§ **Given text**:
○ ○ ○ ○ ○
Top 5 untapped money-making ideas: November ’09 edition
Posted by drocolate on November 19th, 2009In this economy there is nothing more valuable than an idea.
With that statement in mind, each month time I get around to writing one of these articles I’m going to be giving out five brand new, untapped money-making ideas that are sure to be instant goldmines. Feel free to grab them and make them your own. Just don’t forget who tipped you off in the first place.

It’s been a long time since I’ve delivered some money-making gold to you guys, so I’m going to do my best to make this month’s edition extra awesome. Get ready to get rich. $$$$$!!!$!$$!$!!
#5: Shit Tags

I’m a dog owner and as a part of being a dog owner I’m outside walking my dog quite a bit. And, unfortunately, during some of these walks I have stepped in dog shit. It’s a miserable experience.
However now, thanks to Shit Tags, that misery will become a thing of the past.
Shit Tags work like this:
FIRST: Attach the Shit Tags dispenser to your dog’s leash.
SECOND: Watch your dog take a shit.
THIRD: Place a Shit Tag next to your dog’s freshly-produced stool to help warn future walkers that there is something hazardous ahead.
GOODBYE SHITTY SHOES! HELLO AWESOME, CLEAN-SHOED AMERICANS!
○ ○ ○ ○ ○
§ **Collected data**:
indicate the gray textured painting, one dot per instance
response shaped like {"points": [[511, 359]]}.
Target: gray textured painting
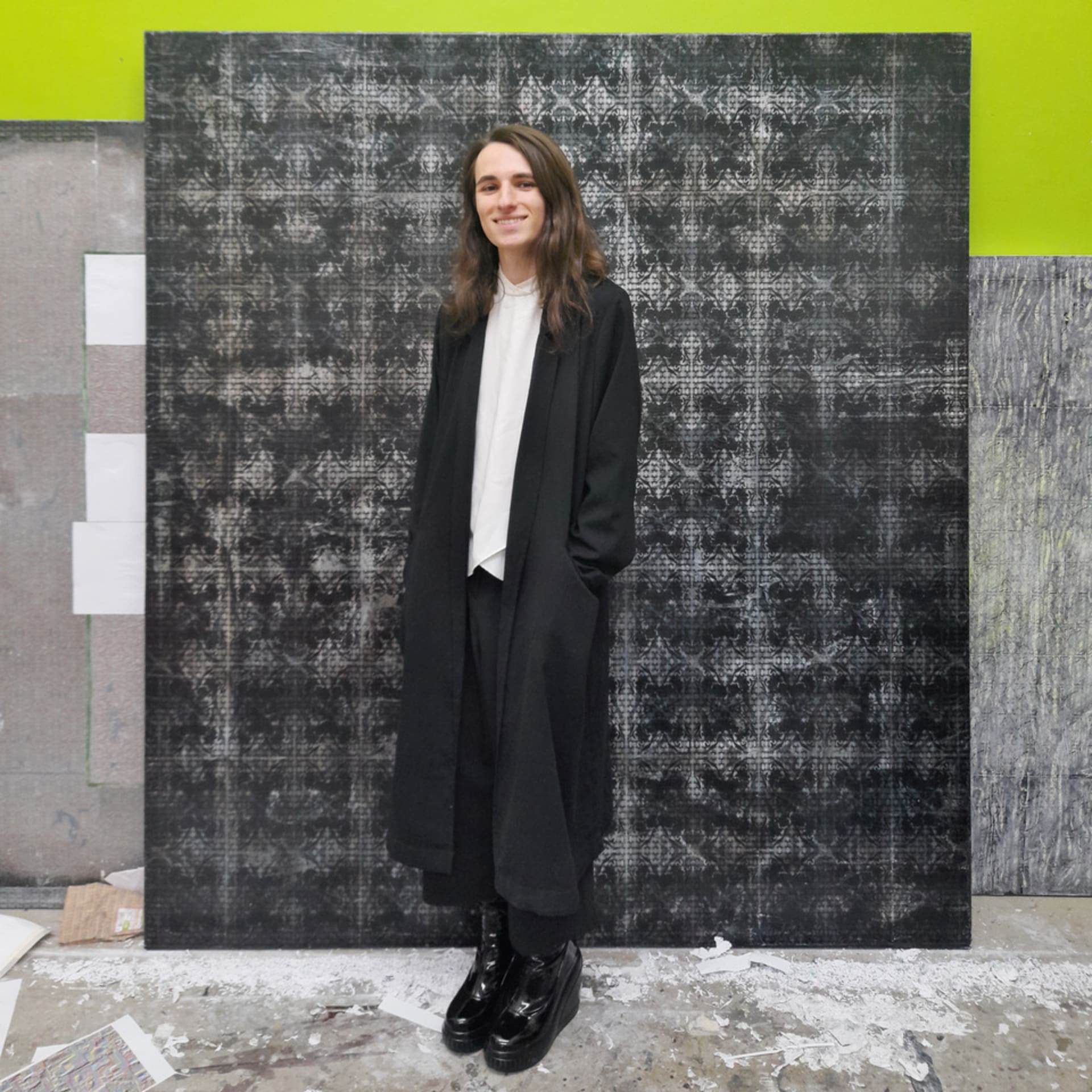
{"points": [[790, 657], [1031, 552]]}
○ ○ ○ ○ ○
§ **Directives**:
a - Answer these about the money-making ideas post:
(i) Who posted it, and on what date?
(ii) How many ideas does the writer promise to give out each time?
(iii) Where does the Shit Tags dispenser get attached?
b - Carry on the money-making ideas post from the point where it ends.

§ **Answers**:
a -
(i) drocolate, on November 19th, 2009
(ii) Five
(iii) To the dog's leash

b -
And the best part is that Shit Tags don’t have to only be for dogs. You can use them for any shit. Cow shit, cat shit, baby shit, bird shit, camel shit and even horse shit! You can’t show Shit Tags a shit they can’t tag.
You guys smell that? It’s the smell of shit. And profits. Next.
#4: Tollway grocery stores

The days of stopping at a tollbooth to pay your toll are over. These days most states have pay-as-you-go systems in place on the majority of their toll roads and most people have tags or stickers in their car that are linked to their bank accounts. I have a thing called a toll tag on my car and it takes money out of my account, as it needs it, $40 at a time.
My idea here revolves entirely around these toll tags.
Why should the toll tags stop with tolls? Why not set up a lane on the tollway that has a small grocery store inside it. Imagine this: instead of paying cash and getting out to wrestle with shopping carts you stay in your car and grab everything you need as you drive through. And at the end it all gets charged to your toll tag. You do all of your shopping without leaving your car or fumbling with your wallet.
So what if your wife called and asked you to pick up some milk on the way home! You can drive through the tollway grocery store and grab it in seconds.
Plus, if this idea took off (which I’m sure it would) you could expand it to other types of stores. The money-making possibilities are endless. I don’t want to be too crass (this is a fucking family blog) but can you imagine the profits a drive-through sex shop could make? It would be disturbing.
California I hope you’re reading this, because this idea just might get you out of debt.
MONEY IS LIFE!!!!!! $!$!$!$!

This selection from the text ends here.